> [Aim] Revise the listing lines from the line containing "the plastic cup" through the end of the listing, replacing "one point per instance" with "a single point per instance" and keeping all other text unchanged. Return only those revised lines.

> [Entries shown]
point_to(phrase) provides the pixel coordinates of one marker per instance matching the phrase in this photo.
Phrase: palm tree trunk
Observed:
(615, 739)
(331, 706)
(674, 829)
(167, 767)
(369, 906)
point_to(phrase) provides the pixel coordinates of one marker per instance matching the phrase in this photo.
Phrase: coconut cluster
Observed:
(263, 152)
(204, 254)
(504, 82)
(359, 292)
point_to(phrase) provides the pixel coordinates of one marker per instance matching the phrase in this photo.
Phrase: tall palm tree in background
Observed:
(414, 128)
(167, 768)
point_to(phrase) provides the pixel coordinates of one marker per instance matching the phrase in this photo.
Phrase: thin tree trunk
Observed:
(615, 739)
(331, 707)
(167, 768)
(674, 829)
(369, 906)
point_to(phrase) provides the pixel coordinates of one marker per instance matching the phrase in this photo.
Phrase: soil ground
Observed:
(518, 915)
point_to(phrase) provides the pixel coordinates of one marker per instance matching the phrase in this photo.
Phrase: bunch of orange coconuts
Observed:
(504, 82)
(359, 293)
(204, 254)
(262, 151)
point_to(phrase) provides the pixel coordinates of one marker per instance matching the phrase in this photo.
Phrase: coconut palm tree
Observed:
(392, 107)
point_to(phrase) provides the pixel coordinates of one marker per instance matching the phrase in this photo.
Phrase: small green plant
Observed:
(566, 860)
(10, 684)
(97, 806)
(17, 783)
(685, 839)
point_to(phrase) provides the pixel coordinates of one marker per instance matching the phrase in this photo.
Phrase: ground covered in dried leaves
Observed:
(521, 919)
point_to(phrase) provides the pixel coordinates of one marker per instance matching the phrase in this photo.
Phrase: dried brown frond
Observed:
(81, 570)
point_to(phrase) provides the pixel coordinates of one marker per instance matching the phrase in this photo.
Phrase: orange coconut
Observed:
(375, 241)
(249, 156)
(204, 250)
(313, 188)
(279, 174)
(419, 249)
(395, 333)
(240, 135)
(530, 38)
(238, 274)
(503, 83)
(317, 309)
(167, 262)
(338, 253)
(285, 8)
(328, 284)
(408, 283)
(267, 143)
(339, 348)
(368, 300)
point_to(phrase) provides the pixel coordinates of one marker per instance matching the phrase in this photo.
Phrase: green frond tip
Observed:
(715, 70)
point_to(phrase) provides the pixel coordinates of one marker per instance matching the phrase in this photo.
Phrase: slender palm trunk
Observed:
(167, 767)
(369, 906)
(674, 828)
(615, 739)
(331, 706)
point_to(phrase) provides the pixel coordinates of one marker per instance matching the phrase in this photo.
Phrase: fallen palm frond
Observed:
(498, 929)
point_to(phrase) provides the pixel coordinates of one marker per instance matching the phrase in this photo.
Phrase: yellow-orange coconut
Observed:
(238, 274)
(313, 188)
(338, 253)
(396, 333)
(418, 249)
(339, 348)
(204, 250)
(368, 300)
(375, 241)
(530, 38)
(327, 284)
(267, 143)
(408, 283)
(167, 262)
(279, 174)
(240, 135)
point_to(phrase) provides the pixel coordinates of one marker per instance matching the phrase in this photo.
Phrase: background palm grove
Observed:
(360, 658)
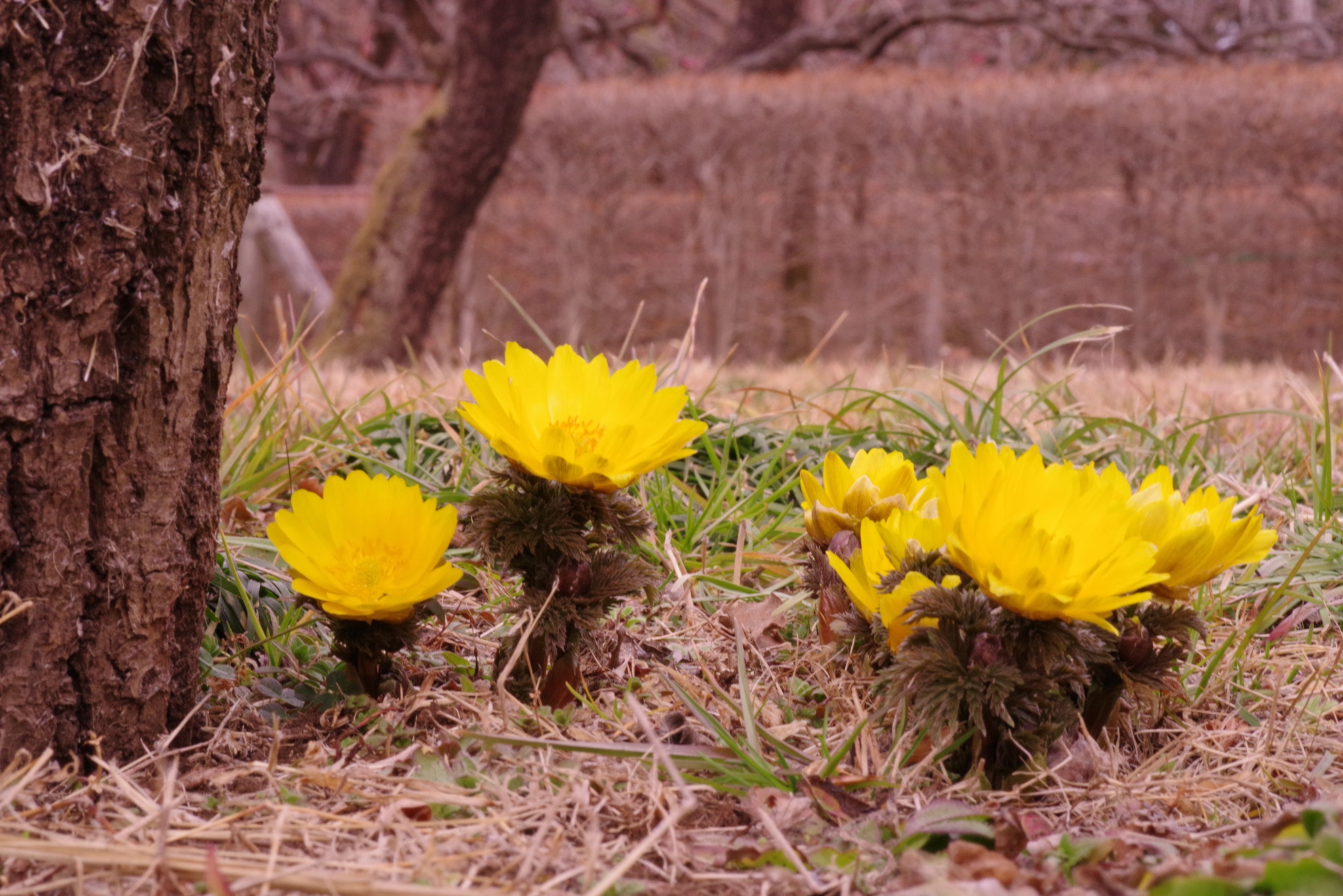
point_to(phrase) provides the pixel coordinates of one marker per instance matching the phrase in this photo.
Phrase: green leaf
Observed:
(1303, 878)
(1198, 886)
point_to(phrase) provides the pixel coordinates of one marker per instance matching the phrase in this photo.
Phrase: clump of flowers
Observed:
(574, 436)
(1021, 600)
(369, 553)
(873, 488)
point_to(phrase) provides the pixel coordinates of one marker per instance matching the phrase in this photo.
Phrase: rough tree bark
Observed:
(130, 149)
(426, 198)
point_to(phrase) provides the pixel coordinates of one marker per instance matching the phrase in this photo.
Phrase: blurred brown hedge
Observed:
(938, 208)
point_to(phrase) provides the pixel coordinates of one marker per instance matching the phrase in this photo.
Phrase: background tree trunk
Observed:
(426, 198)
(759, 23)
(130, 149)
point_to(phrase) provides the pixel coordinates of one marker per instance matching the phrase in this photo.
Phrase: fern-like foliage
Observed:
(1016, 684)
(571, 553)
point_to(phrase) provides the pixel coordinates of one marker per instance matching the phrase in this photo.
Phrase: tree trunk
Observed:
(130, 148)
(426, 198)
(758, 24)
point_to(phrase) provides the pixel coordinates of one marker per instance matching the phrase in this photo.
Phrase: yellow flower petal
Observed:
(1044, 541)
(1197, 539)
(369, 549)
(876, 485)
(575, 421)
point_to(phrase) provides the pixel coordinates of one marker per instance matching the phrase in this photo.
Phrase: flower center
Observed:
(371, 570)
(586, 435)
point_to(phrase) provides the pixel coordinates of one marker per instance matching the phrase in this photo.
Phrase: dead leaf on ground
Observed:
(834, 804)
(759, 623)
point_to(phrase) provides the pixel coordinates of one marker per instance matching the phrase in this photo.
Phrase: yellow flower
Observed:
(1195, 539)
(1047, 543)
(870, 490)
(877, 545)
(369, 549)
(575, 422)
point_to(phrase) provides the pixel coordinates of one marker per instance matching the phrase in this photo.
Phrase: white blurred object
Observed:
(270, 241)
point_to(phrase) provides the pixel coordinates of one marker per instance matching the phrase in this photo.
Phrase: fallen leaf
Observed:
(834, 804)
(235, 515)
(1034, 825)
(310, 484)
(758, 619)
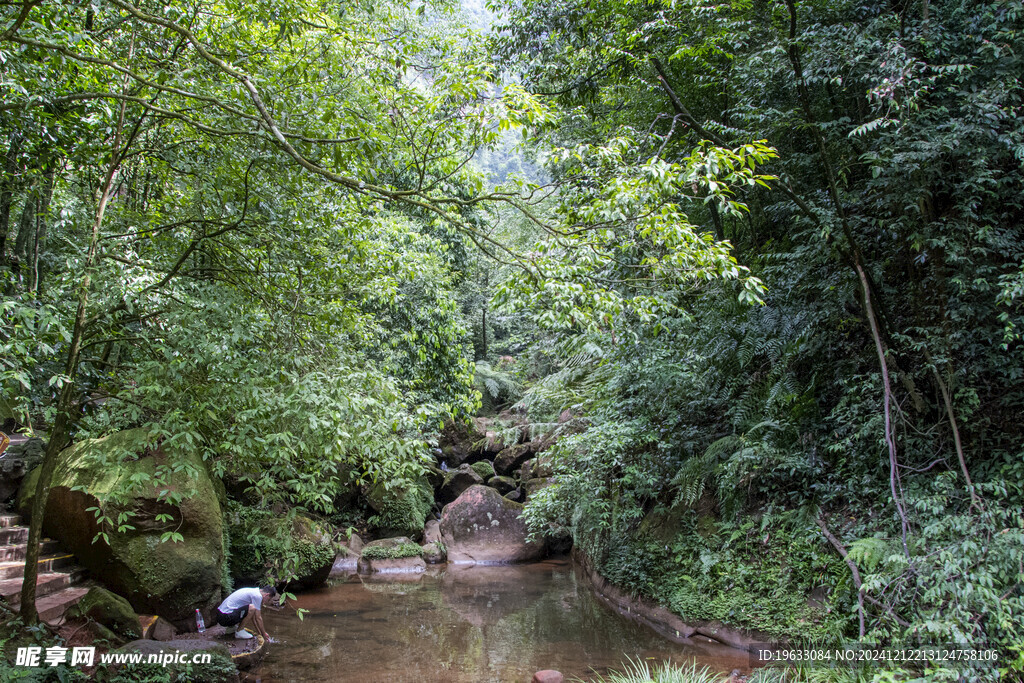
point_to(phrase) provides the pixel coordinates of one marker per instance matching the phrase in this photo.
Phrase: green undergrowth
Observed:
(265, 548)
(13, 634)
(747, 574)
(392, 553)
(401, 508)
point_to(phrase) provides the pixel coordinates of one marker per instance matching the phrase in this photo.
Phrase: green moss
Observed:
(731, 573)
(264, 546)
(111, 610)
(401, 510)
(392, 553)
(484, 469)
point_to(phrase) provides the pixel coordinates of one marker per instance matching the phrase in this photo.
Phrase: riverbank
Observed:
(659, 619)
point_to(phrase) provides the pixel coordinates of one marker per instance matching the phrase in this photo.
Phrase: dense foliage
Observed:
(868, 411)
(762, 276)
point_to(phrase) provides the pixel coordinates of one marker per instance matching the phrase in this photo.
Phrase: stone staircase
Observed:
(59, 584)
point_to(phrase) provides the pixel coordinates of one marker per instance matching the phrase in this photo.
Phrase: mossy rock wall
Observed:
(401, 510)
(261, 541)
(168, 579)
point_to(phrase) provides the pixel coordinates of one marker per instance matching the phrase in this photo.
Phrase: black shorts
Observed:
(230, 619)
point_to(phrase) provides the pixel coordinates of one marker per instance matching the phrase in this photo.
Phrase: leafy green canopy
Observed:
(892, 230)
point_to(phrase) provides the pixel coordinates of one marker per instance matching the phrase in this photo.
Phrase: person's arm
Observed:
(259, 625)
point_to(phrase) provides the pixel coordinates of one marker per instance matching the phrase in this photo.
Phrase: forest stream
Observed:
(471, 625)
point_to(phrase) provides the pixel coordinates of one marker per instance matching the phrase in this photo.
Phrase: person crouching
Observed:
(241, 610)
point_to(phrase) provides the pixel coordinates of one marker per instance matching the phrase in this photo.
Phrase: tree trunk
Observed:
(7, 183)
(66, 406)
(42, 222)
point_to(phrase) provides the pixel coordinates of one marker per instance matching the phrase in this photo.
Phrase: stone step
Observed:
(51, 607)
(12, 536)
(15, 553)
(45, 585)
(48, 563)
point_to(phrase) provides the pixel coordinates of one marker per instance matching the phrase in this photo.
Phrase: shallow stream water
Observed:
(464, 625)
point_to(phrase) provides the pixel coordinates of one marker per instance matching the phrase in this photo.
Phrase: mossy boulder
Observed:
(484, 469)
(126, 473)
(111, 611)
(531, 486)
(457, 441)
(502, 484)
(511, 459)
(401, 509)
(19, 459)
(456, 481)
(262, 544)
(391, 556)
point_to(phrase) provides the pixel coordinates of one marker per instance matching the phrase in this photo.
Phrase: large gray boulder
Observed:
(483, 527)
(20, 458)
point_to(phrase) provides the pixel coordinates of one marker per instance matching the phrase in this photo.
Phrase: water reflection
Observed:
(458, 625)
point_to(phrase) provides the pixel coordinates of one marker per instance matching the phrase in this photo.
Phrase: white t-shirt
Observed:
(241, 598)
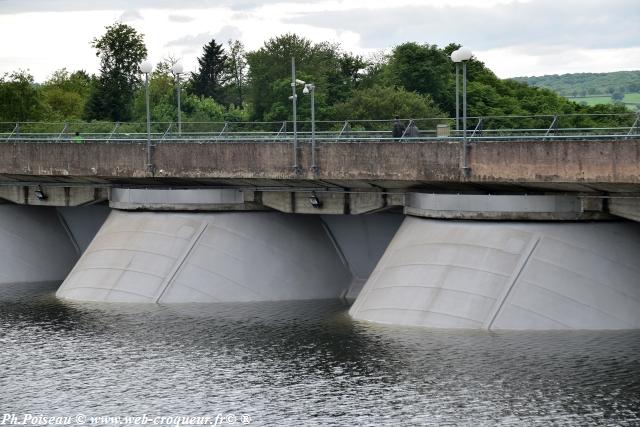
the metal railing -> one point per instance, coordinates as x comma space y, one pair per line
515, 127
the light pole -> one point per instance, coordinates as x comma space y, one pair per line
177, 70
462, 55
293, 97
146, 68
310, 88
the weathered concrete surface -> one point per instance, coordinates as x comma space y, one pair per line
556, 161
584, 163
625, 207
53, 196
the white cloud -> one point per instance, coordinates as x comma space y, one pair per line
513, 37
130, 15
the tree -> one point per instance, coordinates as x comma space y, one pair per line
65, 95
19, 98
379, 103
237, 67
270, 75
212, 72
121, 50
424, 69
617, 96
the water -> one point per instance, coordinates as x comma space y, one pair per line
302, 363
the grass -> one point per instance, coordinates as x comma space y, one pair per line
632, 100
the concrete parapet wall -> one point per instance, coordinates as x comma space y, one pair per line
611, 161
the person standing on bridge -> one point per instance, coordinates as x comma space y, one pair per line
398, 128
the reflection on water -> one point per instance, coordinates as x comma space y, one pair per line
303, 363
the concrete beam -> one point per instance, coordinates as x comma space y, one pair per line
503, 207
628, 207
53, 196
329, 203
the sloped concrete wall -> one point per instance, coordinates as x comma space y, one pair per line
207, 257
491, 275
34, 245
83, 222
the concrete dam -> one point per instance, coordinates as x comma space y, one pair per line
540, 235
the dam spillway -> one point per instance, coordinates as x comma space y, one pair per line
159, 257
506, 275
437, 273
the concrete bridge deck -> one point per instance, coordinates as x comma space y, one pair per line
564, 165
608, 169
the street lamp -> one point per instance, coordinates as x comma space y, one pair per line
177, 70
146, 68
293, 98
462, 55
310, 88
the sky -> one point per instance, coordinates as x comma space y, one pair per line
513, 38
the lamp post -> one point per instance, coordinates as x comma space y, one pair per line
293, 97
177, 70
310, 88
146, 68
462, 55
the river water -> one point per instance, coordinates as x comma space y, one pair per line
301, 363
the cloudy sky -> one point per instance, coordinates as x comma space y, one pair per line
514, 38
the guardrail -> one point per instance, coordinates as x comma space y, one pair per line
550, 127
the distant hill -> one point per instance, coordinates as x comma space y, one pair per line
592, 88
585, 84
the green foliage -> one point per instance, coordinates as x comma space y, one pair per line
121, 50
413, 81
379, 103
423, 69
19, 98
323, 64
212, 74
65, 95
237, 68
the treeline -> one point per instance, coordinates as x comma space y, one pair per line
588, 84
414, 80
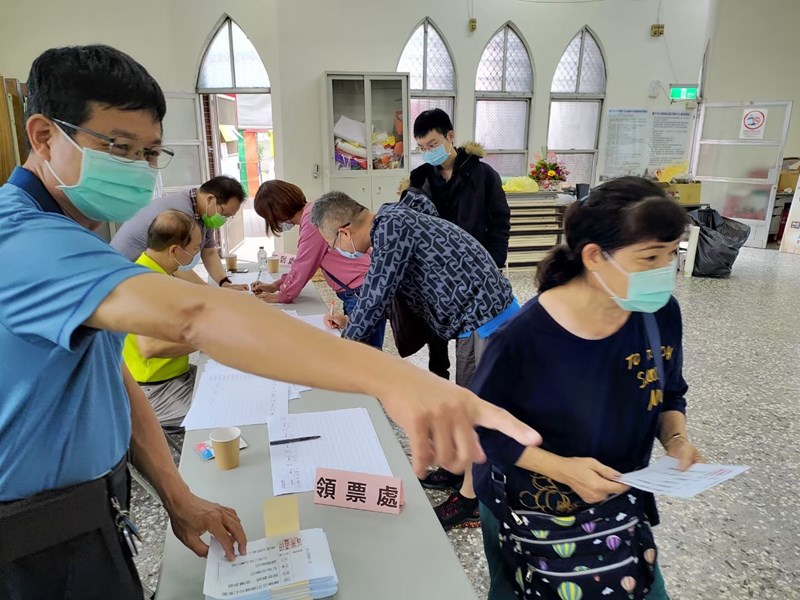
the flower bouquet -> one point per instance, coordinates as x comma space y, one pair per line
547, 171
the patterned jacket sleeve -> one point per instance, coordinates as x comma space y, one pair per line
392, 246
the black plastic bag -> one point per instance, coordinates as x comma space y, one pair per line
719, 243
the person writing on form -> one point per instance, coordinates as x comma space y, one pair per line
283, 206
162, 368
95, 125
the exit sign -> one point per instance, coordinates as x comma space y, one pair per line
683, 92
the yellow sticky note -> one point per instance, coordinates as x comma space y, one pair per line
281, 516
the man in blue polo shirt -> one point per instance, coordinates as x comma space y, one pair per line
70, 412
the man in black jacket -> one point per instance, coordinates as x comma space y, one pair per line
467, 192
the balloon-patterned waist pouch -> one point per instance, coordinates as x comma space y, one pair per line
604, 552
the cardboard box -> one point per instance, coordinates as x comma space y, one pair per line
788, 179
685, 193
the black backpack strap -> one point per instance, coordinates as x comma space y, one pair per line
338, 282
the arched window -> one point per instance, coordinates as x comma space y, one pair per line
432, 75
231, 62
503, 92
576, 105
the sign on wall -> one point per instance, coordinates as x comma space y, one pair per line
754, 121
638, 140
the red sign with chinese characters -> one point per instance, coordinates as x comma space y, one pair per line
363, 491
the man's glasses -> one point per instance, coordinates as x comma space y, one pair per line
125, 149
332, 245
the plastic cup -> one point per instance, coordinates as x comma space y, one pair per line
225, 442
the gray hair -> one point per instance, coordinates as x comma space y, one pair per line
333, 210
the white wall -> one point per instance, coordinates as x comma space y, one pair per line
754, 56
300, 39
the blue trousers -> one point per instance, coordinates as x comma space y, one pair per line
502, 585
349, 301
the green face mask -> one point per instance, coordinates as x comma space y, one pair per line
215, 221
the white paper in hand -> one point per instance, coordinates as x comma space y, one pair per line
664, 477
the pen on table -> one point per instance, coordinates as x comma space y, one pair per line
257, 281
291, 440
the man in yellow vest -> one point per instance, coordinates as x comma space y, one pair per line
162, 368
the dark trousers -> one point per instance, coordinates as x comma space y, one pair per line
93, 564
438, 358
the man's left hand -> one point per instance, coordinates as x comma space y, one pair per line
192, 516
685, 452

> [Completed exercise]
the plastic cup -> a single point per instance, coordinates as x comma space y, one pair per line
225, 442
the gray hair -> a single point per instance, coordinates as x comma space y, one pair per line
333, 210
the white wall -> a single point per instance, coordinates as x comma space y, one pair per line
754, 56
300, 39
the blue trousers -> a single point per instance, coordinates as x comma space y, one pair per line
502, 585
349, 301
the green face mask -> a single point per instance, coordinates as x comma space y, one pair per line
215, 221
the white paper in hand -> a single point per instance, coordinates as x comma space y, one pair per line
664, 477
the pen on table -> a single point per instance, coordinates as x comma space y, one pair per line
257, 281
291, 440
the man in yellow vest -> a single point per instance, coordinates as x comma space y, one pair per line
162, 368
the dark trousers -> a single point per instance, coordinates as x comma space y, one pair per line
93, 564
438, 358
the man's left hand -> a single point per instance, coordinates as x comma space y, one pair per line
192, 516
685, 452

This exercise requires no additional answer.